_What to work on_:
In the items below, take everything from the line containing "of the loincloth" down to the line containing "[[[370,4],[0,2],[0,512],[374,510]]]" and swap "cathedral facade" for "church front", leaving all else unchanged. Give only those lines, without the pictures.
----- Input rows
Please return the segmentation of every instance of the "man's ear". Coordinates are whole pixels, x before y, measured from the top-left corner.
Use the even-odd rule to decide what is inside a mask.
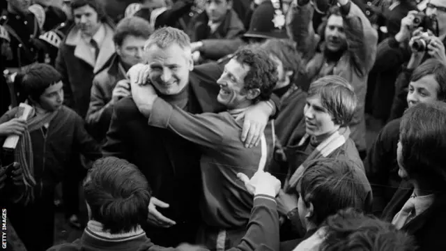
[[[291,78],[291,76],[293,76],[293,74],[294,74],[293,70],[287,70],[285,72],[285,75],[289,78]]]
[[[189,57],[189,71],[192,71],[194,70],[194,59],[192,58],[192,54],[190,54]]]
[[[226,0],[228,1],[228,5],[226,6],[226,8],[228,10],[232,9],[233,1],[233,0]]]
[[[35,104],[35,105],[38,105],[38,102],[35,100],[33,98],[31,98],[31,96],[28,96],[28,100],[31,102],[31,104]]]
[[[246,97],[249,100],[252,100],[257,98],[260,95],[260,89],[259,88],[252,89],[248,90],[246,93]]]

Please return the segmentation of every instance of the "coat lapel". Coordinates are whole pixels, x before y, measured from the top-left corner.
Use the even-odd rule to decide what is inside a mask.
[[[99,55],[98,55],[96,63],[94,65],[94,70],[93,71],[94,74],[98,73],[104,68],[106,63],[110,59],[115,52],[114,44],[113,43],[113,29],[106,24],[104,24],[104,26],[105,28],[105,37],[99,50]]]
[[[107,24],[103,24],[105,29],[105,36],[99,50],[97,60],[90,50],[90,47],[81,37],[81,31],[76,27],[71,29],[66,40],[68,45],[74,46],[75,56],[89,64],[96,74],[104,68],[106,63],[110,59],[115,52],[113,43],[113,29]]]
[[[224,107],[217,100],[217,96],[220,89],[217,83],[201,81],[194,72],[192,72],[189,77],[189,84],[192,86],[203,112],[213,112],[215,107],[219,107],[217,110],[224,109]]]
[[[68,45],[75,47],[75,56],[95,67],[95,59],[89,47],[81,38],[81,31],[76,27],[71,29],[66,40]]]

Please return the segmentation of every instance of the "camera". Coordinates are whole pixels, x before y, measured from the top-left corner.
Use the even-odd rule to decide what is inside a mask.
[[[413,19],[413,26],[415,28],[423,28],[424,32],[413,40],[411,46],[412,49],[417,52],[427,50],[427,45],[431,42],[431,36],[426,32],[427,30],[432,31],[434,36],[438,36],[438,25],[436,17],[429,17],[424,12],[419,12],[415,14]]]
[[[436,17],[430,17],[422,11],[415,15],[413,26],[415,28],[422,27],[424,30],[430,30],[435,36],[438,36],[438,25]]]
[[[417,52],[424,52],[427,50],[427,45],[431,43],[431,38],[427,32],[423,32],[420,35],[419,38],[413,40],[412,43],[412,49]]]

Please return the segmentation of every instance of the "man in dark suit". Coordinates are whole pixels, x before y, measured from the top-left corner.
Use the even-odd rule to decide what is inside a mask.
[[[160,97],[192,114],[224,109],[217,101],[221,91],[216,84],[222,68],[217,63],[194,68],[190,38],[183,31],[161,28],[151,36],[144,50],[148,54],[156,52],[156,56],[151,56],[148,65],[130,69],[131,82],[141,83],[148,78]],[[139,112],[144,104],[139,105],[125,98],[115,105],[105,154],[136,165],[149,181],[153,197],[149,225],[144,228],[153,241],[163,246],[194,243],[200,224],[199,198],[202,192],[199,151],[173,132],[148,126]],[[275,109],[267,101],[247,112],[242,132],[246,146],[258,143]]]
[[[403,181],[383,218],[413,235],[417,250],[445,250],[446,104],[409,107],[400,124],[398,175]]]

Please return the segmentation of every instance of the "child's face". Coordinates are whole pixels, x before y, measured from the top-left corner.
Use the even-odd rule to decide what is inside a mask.
[[[61,81],[48,86],[39,98],[39,105],[48,112],[59,109],[63,104],[63,86]]]

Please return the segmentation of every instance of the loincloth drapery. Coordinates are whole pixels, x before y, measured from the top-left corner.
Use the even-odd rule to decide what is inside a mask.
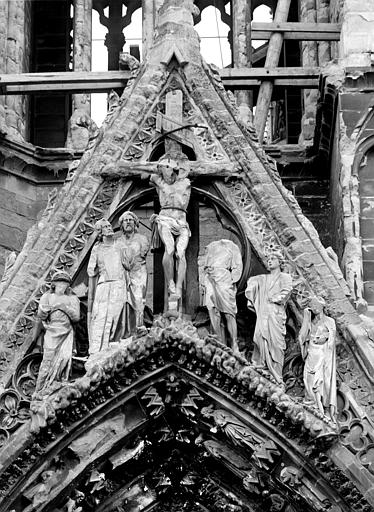
[[[158,249],[162,247],[162,240],[159,233],[159,227],[166,227],[169,229],[170,233],[175,237],[185,236],[189,238],[191,236],[191,231],[189,225],[186,221],[180,221],[174,219],[173,217],[168,217],[167,215],[152,215],[151,217],[152,224],[152,238],[151,238],[151,247],[152,249]]]

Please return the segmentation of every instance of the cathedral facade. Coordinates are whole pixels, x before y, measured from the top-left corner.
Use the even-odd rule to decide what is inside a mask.
[[[370,4],[0,2],[0,512],[374,510]]]

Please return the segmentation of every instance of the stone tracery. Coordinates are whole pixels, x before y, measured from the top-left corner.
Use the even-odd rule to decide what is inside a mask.
[[[181,6],[181,9],[185,7]],[[161,17],[161,22],[164,25],[161,22],[160,25],[168,33],[167,6],[163,14],[165,18]],[[190,13],[187,14],[188,17],[191,17]],[[180,23],[181,19],[178,18],[177,22]],[[187,25],[185,28],[188,32],[189,28]],[[74,275],[77,284],[81,285],[82,282],[79,282],[79,278],[83,272],[83,262],[87,259],[94,242],[94,235],[92,234],[94,223],[103,216],[104,211],[108,218],[118,217],[119,210],[121,208],[123,210],[123,204],[129,201],[132,188],[135,189],[134,197],[136,193],[142,193],[139,190],[144,191],[144,186],[139,184],[139,177],[144,172],[142,165],[146,166],[148,171],[153,170],[151,166],[148,167],[148,164],[151,155],[155,154],[155,145],[160,140],[157,131],[157,121],[161,116],[158,114],[167,115],[169,113],[166,109],[167,100],[159,101],[159,96],[166,97],[172,90],[179,91],[183,97],[182,119],[180,119],[180,112],[176,116],[179,116],[178,119],[172,119],[172,123],[179,123],[178,130],[181,128],[181,121],[183,121],[182,126],[184,126],[186,120],[194,120],[194,122],[198,123],[203,121],[209,126],[207,129],[201,127],[193,128],[191,130],[192,134],[185,135],[183,142],[180,138],[173,140],[172,137],[169,137],[164,142],[164,150],[174,149],[176,152],[175,143],[177,143],[182,145],[182,149],[190,156],[194,154],[197,165],[195,167],[191,165],[191,168],[192,176],[197,184],[196,189],[200,183],[204,182],[207,176],[213,176],[212,181],[214,181],[215,192],[220,196],[221,200],[229,205],[233,215],[239,219],[238,223],[241,224],[241,229],[245,232],[246,243],[252,245],[259,260],[259,265],[264,261],[265,252],[269,250],[280,249],[288,259],[293,275],[297,276],[297,294],[294,296],[292,303],[295,329],[297,330],[297,324],[300,320],[298,318],[300,310],[303,308],[305,299],[312,293],[312,290],[317,292],[323,291],[327,294],[326,298],[329,307],[337,317],[337,322],[340,322],[341,328],[346,327],[348,322],[346,318],[349,315],[354,319],[354,322],[361,325],[359,318],[354,316],[353,310],[350,309],[345,292],[340,286],[341,283],[338,283],[340,277],[336,273],[331,275],[331,269],[326,264],[325,254],[320,247],[315,233],[309,229],[305,219],[303,220],[300,210],[292,198],[281,188],[276,170],[259,151],[250,128],[244,127],[242,123],[234,123],[233,125],[232,120],[235,118],[237,111],[233,109],[230,98],[227,96],[223,97],[222,84],[219,82],[218,77],[214,75],[214,70],[208,70],[207,67],[201,66],[199,71],[196,71],[196,69],[193,72],[189,71],[188,59],[197,55],[193,54],[193,48],[194,45],[197,45],[197,39],[192,32],[191,34],[192,50],[190,48],[187,51],[187,49],[182,48],[182,51],[180,41],[177,41],[175,43],[176,46],[171,48],[170,45],[166,45],[165,48],[161,49],[162,51],[160,50],[161,58],[160,55],[157,56],[159,63],[157,64],[158,67],[156,66],[157,69],[154,71],[145,68],[139,72],[135,71],[133,81],[129,84],[124,96],[119,100],[115,98],[113,109],[106,119],[104,129],[95,134],[95,138],[91,140],[88,152],[75,170],[72,180],[66,186],[66,192],[69,192],[69,190],[70,192],[77,191],[82,186],[84,180],[89,181],[91,196],[86,201],[84,208],[80,210],[80,213],[78,214],[77,205],[65,203],[64,208],[61,208],[62,213],[58,217],[56,212],[58,212],[58,208],[61,206],[58,201],[51,210],[52,214],[50,211],[46,212],[49,220],[52,219],[52,221],[54,214],[56,214],[58,222],[53,224],[52,227],[57,231],[59,230],[59,233],[65,230],[67,236],[63,238],[59,251],[55,251],[48,260],[48,264],[45,264],[43,272],[40,272],[40,274],[36,273],[40,281],[45,284],[42,287],[40,287],[40,283],[37,286],[33,285],[34,288],[30,287],[31,300],[30,297],[22,299],[28,302],[27,304],[25,302],[22,303],[22,306],[24,306],[21,313],[22,316],[17,316],[15,329],[7,341],[7,348],[13,348],[17,345],[22,347],[22,351],[20,350],[17,353],[18,361],[22,359],[20,354],[24,355],[28,349],[32,350],[29,332],[38,307],[38,300],[42,293],[48,289],[52,271],[55,269],[68,270],[72,277]],[[156,43],[162,43],[162,34],[158,34],[157,37]],[[190,51],[192,53],[189,54]],[[168,65],[170,66],[168,67]],[[168,83],[165,82],[167,73],[172,75]],[[196,76],[194,73],[196,73]],[[184,82],[188,83],[188,87],[183,85]],[[136,89],[137,87],[138,89]],[[130,94],[130,90],[132,94]],[[204,90],[204,94],[202,90]],[[213,104],[215,105],[214,108]],[[124,124],[128,126],[124,128]],[[165,127],[163,129],[165,131]],[[186,128],[184,130],[187,131]],[[192,148],[189,144],[192,144]],[[160,148],[160,151],[162,151],[161,146]],[[178,156],[180,157],[181,153]],[[214,163],[218,162],[219,166],[221,166],[220,172],[217,172],[217,167],[211,165],[212,161]],[[236,172],[235,176],[232,174],[233,169]],[[83,174],[84,172],[86,172],[86,175]],[[110,181],[110,178],[115,178],[115,181]],[[226,183],[224,183],[224,180],[226,180]],[[275,206],[271,204],[270,198],[271,201],[274,198]],[[277,211],[277,205],[278,208],[280,208],[280,205],[287,205],[287,207],[284,211],[281,208]],[[40,244],[36,244],[36,249],[39,252],[41,247],[43,250],[48,248],[48,240],[45,241],[48,237],[43,235],[42,228],[43,226],[39,228],[40,233],[38,235],[41,240],[44,240],[44,245],[40,240]],[[33,245],[31,247],[34,248]],[[317,255],[315,259],[309,257],[308,249],[312,256],[313,254]],[[82,297],[84,298],[84,293]],[[186,303],[188,300],[184,298],[184,302]],[[174,313],[176,312],[174,311]],[[178,314],[171,315],[171,317],[177,318]],[[354,488],[352,482],[345,479],[346,477],[340,469],[334,466],[336,460],[340,460],[339,456],[336,456],[336,459],[332,457],[327,462],[324,458],[326,455],[323,452],[326,452],[327,448],[330,447],[331,441],[336,438],[336,425],[333,422],[329,422],[322,411],[316,411],[312,406],[306,407],[301,400],[289,397],[282,388],[277,386],[275,381],[268,378],[264,371],[261,369],[257,371],[248,365],[244,358],[233,354],[230,350],[221,346],[214,338],[202,341],[192,325],[183,323],[180,319],[175,320],[174,323],[173,321],[169,322],[165,318],[159,321],[156,320],[151,330],[147,331],[147,334],[144,334],[143,337],[138,336],[124,343],[125,346],[121,347],[117,352],[110,352],[111,347],[109,347],[108,353],[102,355],[100,364],[88,361],[85,376],[78,378],[72,384],[61,386],[45,402],[32,403],[31,425],[27,420],[29,413],[25,412],[25,404],[20,402],[19,394],[13,393],[11,389],[5,391],[2,410],[3,413],[11,413],[8,416],[13,415],[13,419],[9,422],[9,418],[5,418],[6,414],[0,417],[1,425],[4,427],[4,439],[9,432],[14,431],[21,423],[23,425],[20,426],[18,433],[15,434],[15,438],[18,439],[17,436],[21,437],[21,433],[27,433],[27,439],[26,441],[24,440],[25,445],[23,447],[25,450],[23,454],[19,456],[19,459],[17,458],[15,461],[12,461],[14,462],[12,466],[13,473],[5,473],[5,476],[9,476],[8,481],[5,481],[5,477],[2,481],[3,486],[12,483],[16,484],[15,489],[12,491],[13,494],[10,493],[10,500],[14,498],[17,490],[25,483],[25,480],[21,482],[23,478],[22,471],[28,470],[29,462],[35,462],[40,454],[40,450],[43,452],[43,449],[47,448],[54,437],[62,435],[62,427],[72,427],[74,429],[74,425],[77,422],[85,423],[87,421],[88,409],[97,412],[97,409],[101,407],[103,410],[107,407],[110,408],[111,397],[121,393],[126,386],[134,385],[136,387],[137,381],[141,381],[142,377],[146,381],[148,373],[158,372],[161,369],[161,373],[164,372],[161,383],[157,382],[156,384],[153,382],[147,389],[142,389],[139,392],[141,395],[139,401],[143,403],[143,408],[146,409],[151,417],[166,414],[168,410],[176,411],[180,409],[181,414],[186,416],[188,420],[191,418],[195,419],[202,412],[203,405],[207,407],[212,405],[200,403],[200,401],[208,401],[206,396],[207,387],[212,395],[217,393],[217,389],[226,393],[224,397],[221,396],[220,405],[216,406],[213,404],[213,411],[217,414],[215,416],[215,413],[212,412],[215,424],[208,423],[208,430],[212,432],[213,429],[217,428],[219,432],[217,432],[218,435],[214,439],[202,440],[201,445],[205,448],[204,457],[212,456],[216,462],[218,460],[225,460],[227,463],[227,450],[235,449],[234,440],[241,447],[245,444],[247,451],[251,451],[250,447],[252,445],[248,441],[243,441],[248,434],[248,430],[250,430],[245,425],[245,422],[243,423],[243,418],[236,417],[233,419],[231,411],[227,411],[227,404],[226,409],[222,406],[225,400],[230,401],[234,407],[238,407],[238,404],[249,404],[249,411],[247,410],[246,413],[250,412],[253,417],[256,417],[263,429],[273,431],[274,429],[272,430],[271,425],[275,425],[280,432],[276,441],[272,440],[268,445],[266,445],[266,441],[264,441],[264,445],[260,441],[258,442],[259,451],[265,446],[267,463],[271,462],[272,464],[276,459],[275,454],[278,457],[278,453],[281,453],[282,450],[279,450],[279,447],[276,445],[276,442],[280,444],[280,438],[283,439],[283,436],[288,436],[297,439],[303,455],[308,459],[308,464],[311,463],[310,461],[314,461],[313,463],[315,463],[315,468],[318,471],[320,469],[327,469],[326,473],[333,477],[335,490],[331,491],[330,487],[326,484],[327,487],[323,487],[320,491],[321,495],[330,496],[332,494],[336,497],[337,491],[343,488],[344,495],[347,495],[347,497],[338,501],[338,506],[341,506],[342,510],[347,510],[349,506],[358,507],[357,510],[369,510],[368,507],[370,506],[361,497],[360,492]],[[157,350],[155,350],[155,347]],[[8,356],[12,357],[9,352]],[[10,361],[11,359],[8,359],[8,362]],[[12,363],[14,367],[14,361]],[[174,365],[172,373],[168,373],[170,368],[168,365]],[[25,361],[21,361],[21,367],[24,366]],[[10,371],[9,368],[8,371]],[[29,372],[30,367],[26,371]],[[119,374],[118,379],[117,374]],[[186,384],[186,375],[189,375],[187,379],[188,384]],[[196,384],[196,387],[190,388],[187,393],[184,393],[186,391],[184,388],[188,388],[190,382],[194,382],[196,376],[198,377],[197,381],[200,387]],[[204,381],[204,384],[201,385],[199,378]],[[32,380],[31,377],[30,380]],[[251,409],[253,404],[259,410],[257,416]],[[20,406],[18,411],[16,411],[18,416],[15,414],[17,406]],[[123,416],[126,419],[126,414],[127,412],[118,417],[121,428],[123,428]],[[16,416],[17,420],[14,419]],[[201,414],[201,416],[204,415]],[[227,420],[225,424],[221,421],[222,417],[224,417],[225,421]],[[199,428],[202,433],[207,428],[205,427],[204,430],[204,427],[201,426],[203,423],[204,420],[199,416]],[[225,425],[231,426],[225,428]],[[186,427],[186,425],[182,426]],[[191,444],[196,438],[190,434],[189,428],[193,430],[194,425],[192,423],[192,426],[187,425],[187,427],[186,429],[180,428],[170,435],[175,437],[175,441],[187,445]],[[31,431],[29,431],[30,429]],[[167,437],[169,435],[167,426],[165,428],[162,427],[161,430],[162,436]],[[370,472],[372,471],[372,447],[368,442],[370,434],[368,432],[364,433],[363,429],[361,429],[361,432],[358,432],[359,430],[360,426],[358,423],[351,423],[346,431],[344,431],[345,443],[347,446],[350,446],[350,449],[355,444],[356,452],[359,448],[356,454],[361,465],[360,467],[368,469]],[[30,436],[30,432],[32,436],[36,436],[36,443],[33,443],[34,438]],[[263,432],[262,434],[262,437],[266,438]],[[361,437],[366,434],[365,440],[361,441]],[[94,430],[91,431],[90,435],[95,436]],[[120,439],[119,430],[116,430],[116,425],[114,425],[113,439],[117,439],[117,435]],[[310,438],[314,443],[309,450],[305,446],[305,438]],[[318,442],[315,441],[316,438]],[[326,446],[322,448],[321,454],[319,453],[321,449],[319,443],[323,439],[326,440]],[[30,446],[33,443],[32,447],[26,447],[28,442],[30,442]],[[363,443],[363,445],[360,446],[360,443]],[[269,456],[269,453],[266,453],[266,446],[274,454],[274,459],[272,456]],[[4,449],[7,449],[5,443]],[[108,453],[111,449],[112,447],[110,446]],[[27,452],[27,450],[30,451]],[[256,450],[254,449],[253,453],[256,453],[256,457],[259,459],[260,457]],[[28,461],[26,459],[30,453],[31,460]],[[171,464],[175,464],[175,457],[173,459],[172,454],[170,455]],[[231,465],[235,466],[233,462],[235,456],[231,453],[229,458]],[[250,465],[250,462],[244,462],[244,465],[246,463]],[[278,482],[280,480],[285,486],[302,488],[302,497],[300,498],[301,501],[297,504],[298,506],[300,503],[304,503],[302,500],[306,500],[306,503],[309,503],[310,507],[315,507],[316,510],[318,510],[318,507],[319,510],[331,508],[330,504],[333,503],[333,498],[331,498],[329,504],[323,503],[319,497],[313,497],[313,485],[310,482],[305,483],[303,481],[304,478],[297,468],[296,471],[292,469],[294,468],[294,462],[288,460],[284,462],[285,468],[291,469],[288,469],[288,471],[280,470],[279,475],[275,474],[276,485],[273,483],[269,484],[268,481],[264,483],[260,478],[261,475],[258,467],[255,468],[255,475],[253,475],[251,470],[248,470],[247,473],[241,474],[245,489],[245,491],[241,492],[248,491],[249,494],[259,494],[265,503],[263,506],[268,507],[269,510],[276,510],[276,507],[284,509],[286,506],[292,510],[295,504],[292,500],[290,502],[287,492],[281,492],[284,489]],[[238,464],[240,463],[239,460]],[[101,469],[100,464],[97,467],[99,468],[97,470],[98,474],[94,475],[94,479],[90,477],[91,483],[94,482],[94,484],[89,489],[89,493],[93,489],[93,494],[96,492],[100,494],[101,491],[104,493],[105,490],[109,493],[112,492],[112,483],[107,482],[105,472],[99,471]],[[41,478],[44,475],[43,478],[47,481],[47,483],[39,482],[39,484],[41,486],[49,486],[49,491],[52,494],[55,493],[56,496],[60,491],[64,494],[64,491],[58,490],[57,486],[48,484],[50,481],[49,477],[52,480],[53,474],[47,472],[55,471],[57,473],[60,469],[50,468],[46,469],[46,472],[41,472],[39,469],[36,470],[35,475],[40,474]],[[236,473],[240,473],[240,469],[236,467]],[[102,474],[104,474],[104,477],[101,476]],[[32,477],[29,476],[28,478],[30,483]],[[162,470],[159,475],[159,481],[154,485],[155,488],[163,489],[170,487],[168,478],[170,479],[169,474]],[[193,472],[192,476],[187,472],[183,478],[185,478],[183,485],[187,488],[190,485],[193,488]],[[206,485],[209,487],[212,484],[207,482]],[[203,486],[201,486],[200,490],[202,488]],[[5,487],[3,487],[3,491],[4,489]],[[44,490],[42,489],[43,492]],[[83,495],[85,494],[84,491],[78,492],[81,492]],[[25,489],[25,493],[24,496],[27,498],[27,489]],[[211,502],[204,501],[203,498],[206,498],[206,496],[204,496],[202,491],[202,503],[198,504],[200,509],[204,510],[205,507],[213,510],[246,510],[245,505],[243,506],[240,500],[228,503],[227,498],[225,501],[219,489],[216,494],[216,501],[212,504]],[[61,498],[66,498],[78,504],[80,497],[76,493],[71,496],[65,495]],[[45,496],[40,499],[45,499]],[[94,503],[94,505],[104,507],[105,496],[97,499],[99,499],[99,502],[96,505]],[[183,503],[181,504],[180,496],[174,498],[174,501],[172,496],[167,496],[167,499],[173,502],[171,506],[184,506]],[[118,500],[119,502],[121,501],[120,496],[118,496]],[[311,502],[312,505],[310,504]],[[65,506],[63,503],[60,505]],[[75,507],[75,503],[70,503],[70,505]],[[42,510],[43,507],[45,509],[46,505],[41,501],[37,506],[40,506],[40,510]],[[121,506],[121,503],[119,503],[118,507]]]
----------
_Response_:
Please return the segmentation of every instance of the loincloth drapery. Coordinates are whole pixels, x before y, measured from the top-left corner.
Use the even-odd rule to decide what is inside a mask.
[[[158,249],[162,247],[162,240],[159,233],[159,227],[166,227],[169,229],[170,233],[175,237],[185,236],[189,238],[191,236],[191,231],[189,225],[186,221],[180,221],[174,219],[173,217],[168,217],[167,215],[152,215],[151,217],[152,224],[152,238],[151,238],[151,247],[152,249]]]

Please return the segmentation of every instance of the church front. Coordinates are whole pixels, x before y, measured from the top-left corner.
Use the even-odd rule to decide what is inside a mask.
[[[370,4],[0,2],[0,512],[374,510]]]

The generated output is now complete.